**DATA RECORDS**
★ ★ ★ ★ ★

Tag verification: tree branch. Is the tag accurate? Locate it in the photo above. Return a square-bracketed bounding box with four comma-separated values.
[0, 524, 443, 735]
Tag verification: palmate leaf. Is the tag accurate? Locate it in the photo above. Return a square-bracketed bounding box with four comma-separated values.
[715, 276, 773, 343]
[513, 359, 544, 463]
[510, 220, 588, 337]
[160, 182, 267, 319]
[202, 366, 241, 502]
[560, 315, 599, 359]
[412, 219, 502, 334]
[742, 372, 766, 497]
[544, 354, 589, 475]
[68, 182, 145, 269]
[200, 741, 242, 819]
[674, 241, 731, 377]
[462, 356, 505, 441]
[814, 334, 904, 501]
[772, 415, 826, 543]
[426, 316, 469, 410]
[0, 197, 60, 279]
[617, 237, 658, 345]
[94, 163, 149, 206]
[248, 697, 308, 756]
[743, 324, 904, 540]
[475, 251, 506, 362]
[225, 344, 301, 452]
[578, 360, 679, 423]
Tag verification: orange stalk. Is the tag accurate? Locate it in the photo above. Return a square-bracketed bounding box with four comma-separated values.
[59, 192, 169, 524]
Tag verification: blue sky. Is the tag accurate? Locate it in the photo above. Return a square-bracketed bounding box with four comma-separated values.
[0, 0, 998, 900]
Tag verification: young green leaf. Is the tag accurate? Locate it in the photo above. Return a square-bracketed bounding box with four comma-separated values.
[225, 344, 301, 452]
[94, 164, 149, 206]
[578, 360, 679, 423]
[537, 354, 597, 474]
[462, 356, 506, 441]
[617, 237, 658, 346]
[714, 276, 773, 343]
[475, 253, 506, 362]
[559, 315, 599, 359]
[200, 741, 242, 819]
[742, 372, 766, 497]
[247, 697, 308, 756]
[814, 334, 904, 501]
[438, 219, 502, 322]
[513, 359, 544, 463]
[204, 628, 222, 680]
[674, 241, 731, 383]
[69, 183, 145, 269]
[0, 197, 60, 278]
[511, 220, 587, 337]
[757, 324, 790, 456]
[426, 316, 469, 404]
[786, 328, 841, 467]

★ ★ ★ ★ ★

**WORK REQUIRED**
Repeat, word for word, every line from the line that contains "Tag verification: orange" to the end of the entries; include both of those lines and no others.

**SOLUTION FOR THIS PROBLEM**
Tag verification: orange stalk. Is the tag accurate? Locate it in the photo above. Return a square-bracketed bounding box with four comma-separated values.
[59, 192, 169, 524]
Tag verification: blue sky. Is the tag accurate? Locate it in the photo above. Return a square-bracketed bounding box with four comma-separated values.
[0, 0, 998, 900]
Tag verification: young green leaf. Is the tag accurate? Locate it in the photo above. Return a square-bracketed bounding box with four comma-separated values.
[225, 344, 301, 452]
[94, 164, 149, 206]
[578, 360, 679, 423]
[537, 354, 597, 474]
[462, 356, 506, 441]
[617, 237, 658, 346]
[714, 276, 773, 343]
[475, 253, 506, 362]
[559, 315, 599, 359]
[200, 741, 242, 819]
[742, 372, 766, 497]
[247, 697, 308, 756]
[814, 334, 904, 501]
[438, 219, 502, 322]
[513, 359, 544, 463]
[204, 628, 222, 680]
[674, 241, 731, 383]
[69, 183, 145, 269]
[0, 197, 60, 278]
[511, 220, 587, 337]
[757, 324, 790, 456]
[426, 316, 469, 404]
[786, 328, 841, 467]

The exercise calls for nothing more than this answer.